(INFORMATION GIVEN):
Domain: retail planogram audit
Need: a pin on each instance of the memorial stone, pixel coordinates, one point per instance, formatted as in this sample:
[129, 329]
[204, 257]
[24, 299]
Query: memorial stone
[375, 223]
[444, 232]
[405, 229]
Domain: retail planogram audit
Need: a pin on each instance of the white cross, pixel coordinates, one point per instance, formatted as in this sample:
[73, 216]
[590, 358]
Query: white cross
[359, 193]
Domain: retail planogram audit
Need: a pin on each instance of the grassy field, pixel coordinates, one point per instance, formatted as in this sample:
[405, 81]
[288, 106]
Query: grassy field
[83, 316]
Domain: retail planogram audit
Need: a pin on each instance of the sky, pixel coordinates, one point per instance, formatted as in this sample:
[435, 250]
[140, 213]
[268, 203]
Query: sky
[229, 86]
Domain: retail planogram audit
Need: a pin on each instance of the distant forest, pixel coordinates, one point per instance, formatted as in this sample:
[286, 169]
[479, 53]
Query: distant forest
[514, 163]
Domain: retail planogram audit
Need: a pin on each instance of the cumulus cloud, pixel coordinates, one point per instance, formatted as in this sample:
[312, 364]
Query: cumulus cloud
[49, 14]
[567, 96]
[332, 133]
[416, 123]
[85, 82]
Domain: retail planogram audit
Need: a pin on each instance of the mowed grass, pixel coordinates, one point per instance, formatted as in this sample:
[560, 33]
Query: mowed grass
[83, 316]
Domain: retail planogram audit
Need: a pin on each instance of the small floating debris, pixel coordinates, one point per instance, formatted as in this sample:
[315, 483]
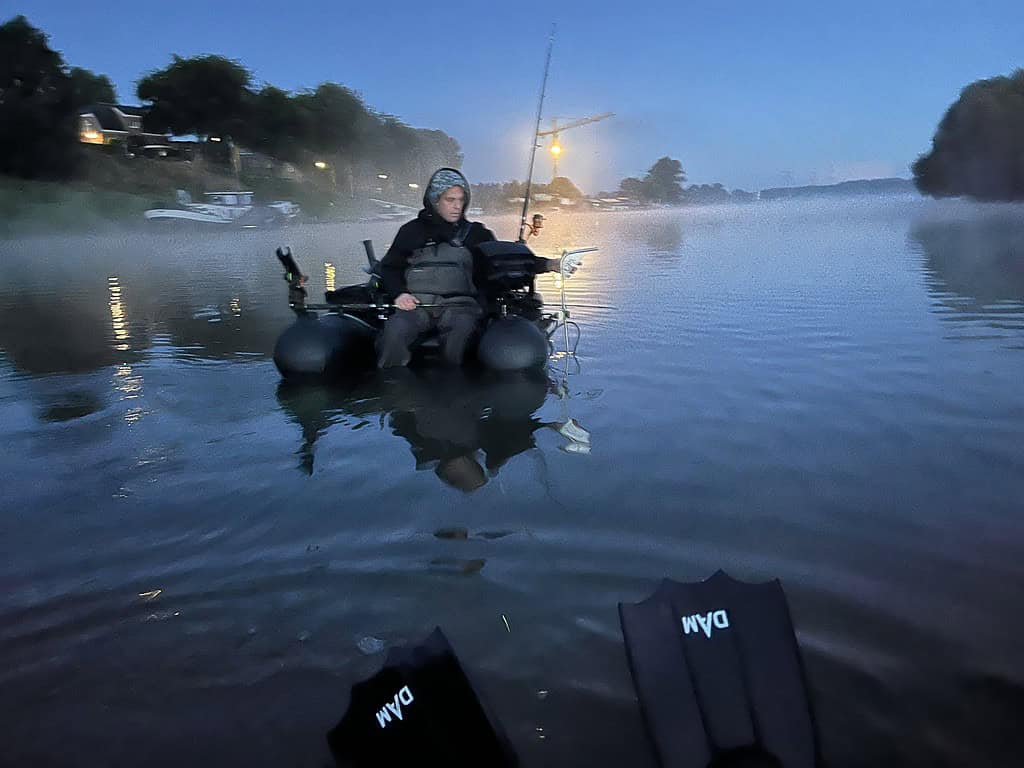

(THE TASK):
Copy all the lines above that hold the string "point".

(EXERCISE ANSWER):
Need: a pin on each instance of the memorial stone, pixel coordinates, one point per instance, formatted as in this sample:
Need: a pin on each instance of the white cross, pixel coordinates, one point per instance, formatted as in this sample:
Need: a pin on each instance of the grassy field, pixel coordinates, one point per instance, formatted as in this sample:
Need: a pin on each instance of the sky, pixel coordinates, one point per instance, formatted as in this sample:
Need: a pin on each instance of the distant forest, pixel coordinates, one point per instance, formatted as in this sample:
Need: a pin on each instance of the cumulus cloud, pixel coordinates, one point per instance, formatted as in this sample:
Need: a pin on each instance of the mowed grass, pixel coordinates, one point per instance, formatted as in this sample:
Need: a pin on each instance of the small floating debris, pixel coordinates, one point per instance, formatted as in this sample:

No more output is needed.